Exercise data:

* * * * * * * * *

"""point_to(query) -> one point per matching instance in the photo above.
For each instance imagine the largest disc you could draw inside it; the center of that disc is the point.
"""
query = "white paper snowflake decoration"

* * * * * * * * *

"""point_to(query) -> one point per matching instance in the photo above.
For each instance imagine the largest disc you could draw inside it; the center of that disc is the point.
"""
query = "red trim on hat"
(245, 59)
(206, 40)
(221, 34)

* * * * * * * * *

Required work: Show each line from the material above that contains the string "query" and copy it unchanged.

Reply:
"""point_to(query) -> one point per matching instance in the photo above.
query = "white paper snowflake decoration"
"""point_to(query) -> one point per matching instance in the photo above.
query = "red trim on hat"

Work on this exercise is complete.